- **PASSAGE TO READ**
The same would be true of any emulator that used a threaded design. You'll see this more in next-gen emulators, I'm sure. We also have many ideas for save states anyway, I just don't have time myself to try them out.

If OSes weren't so lazy and had native per-thread or per-process hibernation, save states would be absolutely free and not require complex serialization functions, and we wouldn't have problems like "oops I forgot cpu.reg.somerandomvalue so sometimes the reload corrupts the graphics".

Quote
todays machines can easily handle 20 million cycles in a state machine per second without much sweat


Of course. In truth it was more my method of a state machine: the main CPU loop would call a state machine on the current opcode. That would call into a function with its own state machine on the current cycle. That would check an internal boolean to see if we were starting the bus hold or if the hold was completed and we needed to advance to the next cycle. This could all be unwound into one gigantic function of doom and only need one very fast state select. But I did indeed get a ~15-20% speed boost simply from moving from my old triple state machine to threading. You can get the two old versions and compare yourself if you don't believe it.

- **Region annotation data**
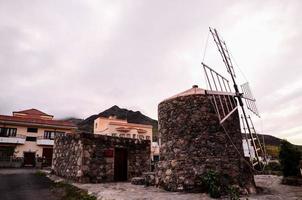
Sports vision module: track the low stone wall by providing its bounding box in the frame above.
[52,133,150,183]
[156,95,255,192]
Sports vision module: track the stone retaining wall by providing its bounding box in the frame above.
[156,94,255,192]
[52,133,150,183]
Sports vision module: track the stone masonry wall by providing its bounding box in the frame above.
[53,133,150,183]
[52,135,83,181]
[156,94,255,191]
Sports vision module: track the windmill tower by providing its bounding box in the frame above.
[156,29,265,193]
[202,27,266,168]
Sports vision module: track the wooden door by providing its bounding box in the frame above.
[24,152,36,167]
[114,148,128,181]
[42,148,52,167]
...
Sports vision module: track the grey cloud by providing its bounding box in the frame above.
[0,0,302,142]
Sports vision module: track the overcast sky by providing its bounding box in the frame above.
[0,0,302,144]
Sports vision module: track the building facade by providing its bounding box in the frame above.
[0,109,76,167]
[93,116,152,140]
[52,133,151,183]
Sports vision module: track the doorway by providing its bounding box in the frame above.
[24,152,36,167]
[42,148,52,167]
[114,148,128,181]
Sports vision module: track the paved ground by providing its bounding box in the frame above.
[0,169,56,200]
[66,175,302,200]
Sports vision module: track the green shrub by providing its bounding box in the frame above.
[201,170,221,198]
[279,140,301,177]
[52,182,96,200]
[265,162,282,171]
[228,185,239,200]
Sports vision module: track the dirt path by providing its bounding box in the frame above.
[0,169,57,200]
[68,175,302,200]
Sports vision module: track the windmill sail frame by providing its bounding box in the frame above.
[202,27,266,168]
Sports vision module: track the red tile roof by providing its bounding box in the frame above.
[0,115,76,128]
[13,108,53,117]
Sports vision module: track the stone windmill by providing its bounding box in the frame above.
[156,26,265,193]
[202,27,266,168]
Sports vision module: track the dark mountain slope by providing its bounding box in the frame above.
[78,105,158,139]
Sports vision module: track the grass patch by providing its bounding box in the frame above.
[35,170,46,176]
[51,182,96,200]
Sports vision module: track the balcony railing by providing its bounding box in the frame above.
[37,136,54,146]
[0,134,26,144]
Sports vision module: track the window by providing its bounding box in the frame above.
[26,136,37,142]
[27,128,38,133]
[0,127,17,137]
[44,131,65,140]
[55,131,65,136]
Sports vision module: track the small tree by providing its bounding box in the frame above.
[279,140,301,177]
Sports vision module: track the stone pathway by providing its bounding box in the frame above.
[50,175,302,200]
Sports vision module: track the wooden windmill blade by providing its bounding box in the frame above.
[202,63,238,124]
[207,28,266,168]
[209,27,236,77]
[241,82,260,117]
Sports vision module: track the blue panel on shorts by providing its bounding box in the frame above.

- **PROBLEM TO SOLVE**
Please repeat the emulator post from "Of course. In" to "don't believe it.", swapping "speed boost" for "performance gain".

- **FULL SOLUTION**
Of course. In truth it was more my method of a state machine: the main CPU loop would call a state machine on the current opcode. That would call into a function with its own state machine on the current cycle. That would check an internal boolean to see if we were starting the bus hold or if the hold was completed and we needed to advance to the next cycle. This could all be unwound into one gigantic function of doom and only need one very fast state select. But I did indeed get a ~15-20% performance gain simply from moving from my old triple state machine to threading. You can get the two old versions and compare yourself if you don't believe it.